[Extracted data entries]

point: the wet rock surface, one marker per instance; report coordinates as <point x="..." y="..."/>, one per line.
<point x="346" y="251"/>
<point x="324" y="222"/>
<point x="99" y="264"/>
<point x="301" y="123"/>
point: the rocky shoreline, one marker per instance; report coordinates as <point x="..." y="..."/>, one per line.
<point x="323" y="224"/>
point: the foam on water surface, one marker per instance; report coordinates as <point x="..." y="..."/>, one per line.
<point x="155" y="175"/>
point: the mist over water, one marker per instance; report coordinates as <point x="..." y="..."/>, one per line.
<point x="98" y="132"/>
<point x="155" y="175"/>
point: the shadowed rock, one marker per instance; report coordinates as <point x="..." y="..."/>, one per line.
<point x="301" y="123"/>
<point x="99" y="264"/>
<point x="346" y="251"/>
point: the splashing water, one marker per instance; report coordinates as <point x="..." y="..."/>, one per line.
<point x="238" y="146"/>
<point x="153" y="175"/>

* * *

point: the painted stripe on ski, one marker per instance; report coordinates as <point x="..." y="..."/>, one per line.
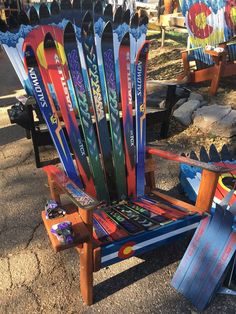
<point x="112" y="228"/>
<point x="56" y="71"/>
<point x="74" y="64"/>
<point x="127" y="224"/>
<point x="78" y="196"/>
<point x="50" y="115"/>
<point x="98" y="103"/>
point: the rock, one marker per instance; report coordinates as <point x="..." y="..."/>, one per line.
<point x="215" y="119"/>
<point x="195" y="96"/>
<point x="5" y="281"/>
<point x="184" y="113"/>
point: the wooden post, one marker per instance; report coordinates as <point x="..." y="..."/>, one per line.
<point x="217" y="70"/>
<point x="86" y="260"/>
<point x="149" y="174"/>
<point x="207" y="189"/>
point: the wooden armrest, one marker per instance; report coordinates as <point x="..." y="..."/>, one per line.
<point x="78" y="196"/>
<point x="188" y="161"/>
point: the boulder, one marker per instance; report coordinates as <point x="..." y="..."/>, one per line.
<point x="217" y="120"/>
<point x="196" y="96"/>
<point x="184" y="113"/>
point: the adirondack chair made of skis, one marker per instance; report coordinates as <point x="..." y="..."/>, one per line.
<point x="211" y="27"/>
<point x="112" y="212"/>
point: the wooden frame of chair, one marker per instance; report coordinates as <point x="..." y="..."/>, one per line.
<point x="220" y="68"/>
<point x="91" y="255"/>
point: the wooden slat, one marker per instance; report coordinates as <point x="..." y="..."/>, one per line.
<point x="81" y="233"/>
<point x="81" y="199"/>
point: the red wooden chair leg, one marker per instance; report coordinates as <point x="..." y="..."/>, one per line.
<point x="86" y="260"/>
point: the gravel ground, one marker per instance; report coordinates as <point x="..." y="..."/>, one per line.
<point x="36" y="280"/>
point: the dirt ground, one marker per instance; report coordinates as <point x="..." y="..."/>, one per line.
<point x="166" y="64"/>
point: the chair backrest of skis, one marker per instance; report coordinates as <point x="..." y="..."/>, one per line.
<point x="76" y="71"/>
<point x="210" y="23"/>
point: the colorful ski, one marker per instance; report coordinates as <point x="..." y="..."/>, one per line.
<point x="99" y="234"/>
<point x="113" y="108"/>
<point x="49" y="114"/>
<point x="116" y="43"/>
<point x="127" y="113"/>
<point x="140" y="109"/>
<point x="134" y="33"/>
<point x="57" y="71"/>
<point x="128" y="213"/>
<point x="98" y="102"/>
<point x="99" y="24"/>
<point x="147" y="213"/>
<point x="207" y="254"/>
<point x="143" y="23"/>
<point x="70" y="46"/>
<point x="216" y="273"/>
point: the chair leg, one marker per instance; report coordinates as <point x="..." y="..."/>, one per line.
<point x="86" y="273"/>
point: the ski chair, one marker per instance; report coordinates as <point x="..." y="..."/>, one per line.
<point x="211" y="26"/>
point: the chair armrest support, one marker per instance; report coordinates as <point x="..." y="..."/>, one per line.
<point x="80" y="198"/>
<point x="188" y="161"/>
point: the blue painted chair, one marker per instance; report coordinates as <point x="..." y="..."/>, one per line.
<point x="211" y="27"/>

_Task goal_.
Can you collect every line of the records above that contains the string "painted", matching case exactly?

_Task answer_.
point: the painted stripe on ski, one marker per instance; report coordinates as <point x="..." y="..."/>, one per line.
point: the blue painted chair, one marker per instance; report coordinates as <point x="..." y="..."/>, one per line.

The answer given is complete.